==== Text ====

Learning curve a long, slow march
Almost everyone agrees that the higher mortality rates in the transapical studies reflect the fact that training a percutaneous valve "team" made up of multiple medical specializations takes time, and maintaining proficiency is essential. Walther pointed to the fact that in Svensson's series there was a four-month gap in the middle of the study, when the FDA was approving the enrollment of the next 20 patients. "I think they kind of lost their experience during this gap and they had to restart," Walther suggested. "You need to do this regularly. At our center, we now do valve cases one day per week; this allows us to retain experience as to how to deal with problems and how to handle very sick patients postoperatively, and that's how you obtain better results."
Overall, says Svensson, optimism remains "high" for percutaneous valves. He predicts that after some initial growing pains, the transapical results will be comparable to the transfemoral. "Everybody is going to try to second guess what is going to happen, but my expectation is that these procedures will continue to have something like a 4% to 7% 30-day mortality rate, and that's partly going to be dependent on the procedure and the problems we have with doing it, and also the patient group that we're including."

==== Data extract ====

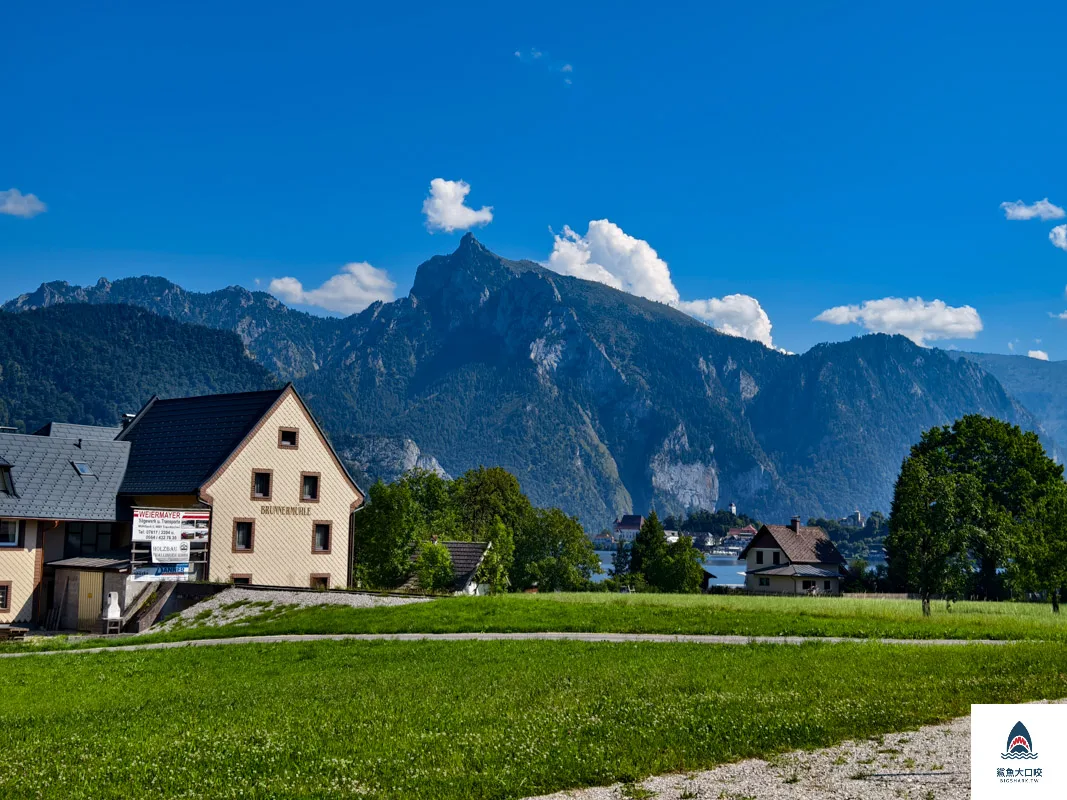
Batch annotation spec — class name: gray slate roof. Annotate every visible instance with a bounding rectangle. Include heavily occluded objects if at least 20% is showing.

====

Retype the entire text about the learning curve for transapical percutaneous valve procedures, word for word.

Learning curve a long, slow march
Almost everyone agrees that the higher mortality rates in the transapical studies reflect the fact that training a percutaneous valve "team" made up of multiple medical specializations takes time, and maintaining proficiency is essential. Walther pointed to the fact that in Svensson's series there was a four-month gap in the middle of the study, when the FDA was approving the enrollment of the next 20 patients. "I think they kind of lost their experience during this gap and they had to restart," Walther suggested. "You need to do this regularly. At our center, we now do valve cases one day per week; this allows us to retain experience as to how to deal with problems and how to handle very sick patients postoperatively, and that's how you obtain better results."
Overall, says Svensson, optimism remains "high" for percutaneous valves. He predicts that after some initial growing pains, the transapical results will be comparable to the transfemoral. "Everybody is going to try to second guess what is going to happen, but my expectation is that these procedures will continue to have something like a 4% to 7% 30-day mortality rate, and that's partly going to be dependent on the procedure and the problems we have with doing it, and also the patient group that we're including."